Supplied text:
Gawri (گاؤری) Magazine Corpus

License:

CC-BY-NC-4.0

Steward:

Collaborative Action For Research & Development (CARD)

Task: NLP

Release Date: 2/10/2026

Format: TXT

Size: 146.71 KB

Description

The Gawri (گاؤری) Magazine Corpus is a curated collection of monthly Gawri (گاؤری) magazine text drawn from a periodical magazine, totaling approximately 67,724 tokens. It reflects contemporary community writing across recurring magazine sections and provides a natural sample of edited, publishable Gawri prose and poetyr. The corpus is intended to support linguistic research, language technology development and language documentation.

Specifics

Licensing

Creative Commons Attribution Non Commercial 4.0 International (CC-BY-NC-4.0)

https://spdx.org/licenses/CC-BY-NC-4.0.html

Considerations

Restrictions/Special Constraints

This dataset is intended for research, language documentation, and educational use only. Commercial use, resale/rehosting (in whole or near-verbatim form), and any use that enables profiling, surveillance, harassment, hate, or discrimination of individuals or the Gawri community are not permitted, and access may be revoked if these restrictions are violated.

Raw records:
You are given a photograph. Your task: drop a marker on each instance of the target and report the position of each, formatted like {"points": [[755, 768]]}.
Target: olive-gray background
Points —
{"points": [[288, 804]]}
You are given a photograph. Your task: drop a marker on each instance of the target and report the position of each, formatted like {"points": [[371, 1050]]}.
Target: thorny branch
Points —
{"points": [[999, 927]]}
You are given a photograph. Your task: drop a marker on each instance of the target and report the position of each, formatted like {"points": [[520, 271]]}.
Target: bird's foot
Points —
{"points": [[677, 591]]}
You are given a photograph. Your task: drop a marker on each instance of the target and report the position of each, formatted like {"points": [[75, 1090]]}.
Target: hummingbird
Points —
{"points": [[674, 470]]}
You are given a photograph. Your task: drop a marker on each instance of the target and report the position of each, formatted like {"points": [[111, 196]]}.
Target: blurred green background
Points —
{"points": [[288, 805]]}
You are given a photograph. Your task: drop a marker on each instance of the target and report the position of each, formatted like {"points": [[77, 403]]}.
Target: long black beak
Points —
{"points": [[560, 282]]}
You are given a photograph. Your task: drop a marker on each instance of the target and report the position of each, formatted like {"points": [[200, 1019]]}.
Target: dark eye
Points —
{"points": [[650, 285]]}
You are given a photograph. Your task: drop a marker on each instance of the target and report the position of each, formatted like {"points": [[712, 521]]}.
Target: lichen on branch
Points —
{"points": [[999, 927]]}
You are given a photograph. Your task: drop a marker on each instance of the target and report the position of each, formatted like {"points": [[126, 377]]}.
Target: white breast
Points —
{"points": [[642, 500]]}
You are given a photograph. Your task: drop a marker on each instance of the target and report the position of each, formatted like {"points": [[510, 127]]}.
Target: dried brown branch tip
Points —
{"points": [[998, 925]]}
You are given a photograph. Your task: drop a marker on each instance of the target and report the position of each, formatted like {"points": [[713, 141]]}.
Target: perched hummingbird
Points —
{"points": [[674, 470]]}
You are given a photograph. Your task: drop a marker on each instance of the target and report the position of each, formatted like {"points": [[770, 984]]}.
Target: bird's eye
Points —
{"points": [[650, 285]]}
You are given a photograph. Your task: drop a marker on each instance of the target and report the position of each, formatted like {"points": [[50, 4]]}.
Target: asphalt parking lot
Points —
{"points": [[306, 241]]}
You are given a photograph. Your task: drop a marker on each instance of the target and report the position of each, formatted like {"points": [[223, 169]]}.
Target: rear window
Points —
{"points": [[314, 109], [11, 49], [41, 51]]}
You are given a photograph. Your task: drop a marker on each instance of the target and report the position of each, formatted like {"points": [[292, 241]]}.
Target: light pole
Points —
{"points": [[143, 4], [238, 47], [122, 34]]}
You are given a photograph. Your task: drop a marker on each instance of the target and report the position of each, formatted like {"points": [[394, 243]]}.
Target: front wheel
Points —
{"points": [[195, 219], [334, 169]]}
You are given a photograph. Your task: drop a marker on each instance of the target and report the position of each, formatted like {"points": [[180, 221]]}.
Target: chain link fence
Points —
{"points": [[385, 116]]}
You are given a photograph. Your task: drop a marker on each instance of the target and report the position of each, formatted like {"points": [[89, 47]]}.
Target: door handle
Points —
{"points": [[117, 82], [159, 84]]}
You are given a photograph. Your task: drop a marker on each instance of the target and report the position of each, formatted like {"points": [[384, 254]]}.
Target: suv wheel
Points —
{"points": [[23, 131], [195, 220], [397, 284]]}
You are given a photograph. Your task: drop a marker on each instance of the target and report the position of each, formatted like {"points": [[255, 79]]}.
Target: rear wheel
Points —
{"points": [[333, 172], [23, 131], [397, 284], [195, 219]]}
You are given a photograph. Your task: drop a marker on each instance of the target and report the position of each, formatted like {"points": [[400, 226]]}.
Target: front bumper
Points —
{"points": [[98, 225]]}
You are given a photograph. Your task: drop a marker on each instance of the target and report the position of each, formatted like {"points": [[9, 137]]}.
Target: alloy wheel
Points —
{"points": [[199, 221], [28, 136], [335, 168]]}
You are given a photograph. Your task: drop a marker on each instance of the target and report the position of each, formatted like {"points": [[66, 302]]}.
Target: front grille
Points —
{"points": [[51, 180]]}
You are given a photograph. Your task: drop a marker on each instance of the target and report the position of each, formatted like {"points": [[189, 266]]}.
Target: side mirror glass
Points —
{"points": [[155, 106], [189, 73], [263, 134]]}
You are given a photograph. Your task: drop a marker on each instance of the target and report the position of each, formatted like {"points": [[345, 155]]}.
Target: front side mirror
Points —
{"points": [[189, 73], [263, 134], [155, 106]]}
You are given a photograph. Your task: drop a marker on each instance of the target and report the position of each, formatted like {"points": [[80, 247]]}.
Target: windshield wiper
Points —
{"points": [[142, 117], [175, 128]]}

Requirements:
1. Summarize the corpus description in two sentences.
2. What release date does the corpus description give?
3. The corpus description's restrictions forbid any use that enables certain harmful activities. List all of those activities.

The answers:
1. The Gawri Magazine Corpus is a curated collection of monthly Gawri magazine text of about 67,724 tokens, stewarded by Collaborative Action For Research & Development (CARD) and released under the CC-BY-NC-4.0 license. It is meant for research, language documentation, and educational use, and it prohibits commercial use, resale or rehosting, and any use that enables profiling, surveillance, harassment, hate, or discrimination.

2. 2/10/2026

3.
- Profiling
- Surveillance
- Harassment
- Hate
- Discrimination